Shape annotation entries
•••••

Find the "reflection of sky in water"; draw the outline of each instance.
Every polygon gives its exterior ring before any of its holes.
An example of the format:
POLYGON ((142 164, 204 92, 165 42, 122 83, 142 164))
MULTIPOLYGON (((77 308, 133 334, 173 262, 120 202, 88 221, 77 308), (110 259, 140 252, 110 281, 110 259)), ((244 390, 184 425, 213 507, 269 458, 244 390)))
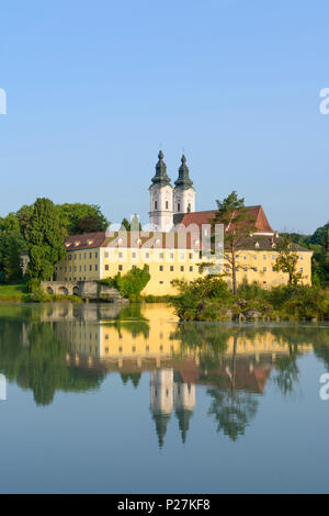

•••••

→ STATED GOAL: Lay out every line of the material above as a numbered list, skipping any blank lines. Leave the picture out of your answer.

→ FULL RESPONSE:
1. Find the "reflection of sky in water"; draw the outline of each instance.
2. Every polygon gives its exterior ring before any of its holes.
3. An example of the format:
4. POLYGON ((142 164, 204 92, 165 42, 122 83, 142 164))
5. MULTIPOLYGON (((77 308, 133 334, 173 262, 120 202, 88 221, 77 308), (110 259, 140 252, 110 281, 110 259)), ((244 390, 184 425, 213 507, 269 458, 244 390)))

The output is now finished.